__Aim of the task__
Return every line of the following records that contains the string "television". Matching is case-sensitive.

□ □ □ □ □ □ □

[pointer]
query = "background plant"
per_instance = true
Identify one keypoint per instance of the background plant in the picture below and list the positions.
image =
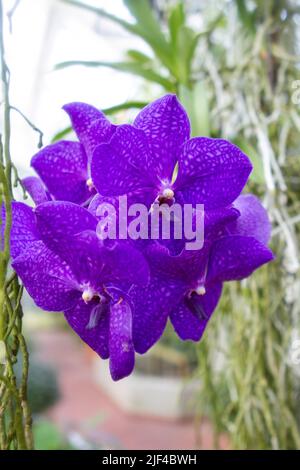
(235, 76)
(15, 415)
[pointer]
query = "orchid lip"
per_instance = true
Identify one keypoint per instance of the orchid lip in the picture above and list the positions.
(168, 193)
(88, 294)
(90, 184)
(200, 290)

□ □ □ □ □ □ □

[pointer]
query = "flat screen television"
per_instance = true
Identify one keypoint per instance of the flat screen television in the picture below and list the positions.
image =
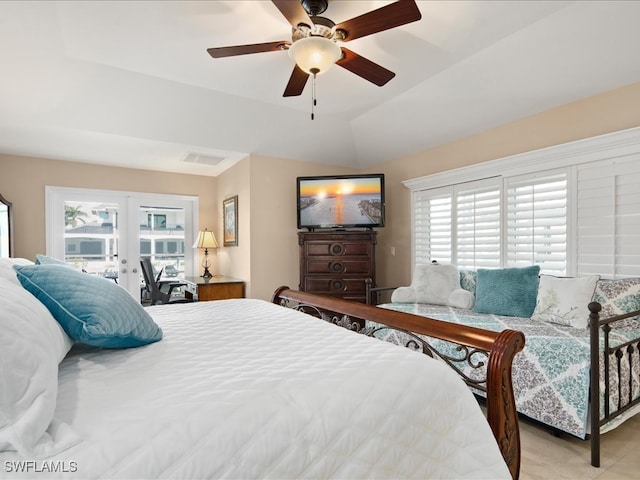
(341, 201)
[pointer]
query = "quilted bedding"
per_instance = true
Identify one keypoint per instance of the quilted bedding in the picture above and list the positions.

□ □ □ □ □ □ □

__Exercise answer__
query = "flat screen television"
Identify one keypoint per instance of the flat screen television in the picture below and list the positions.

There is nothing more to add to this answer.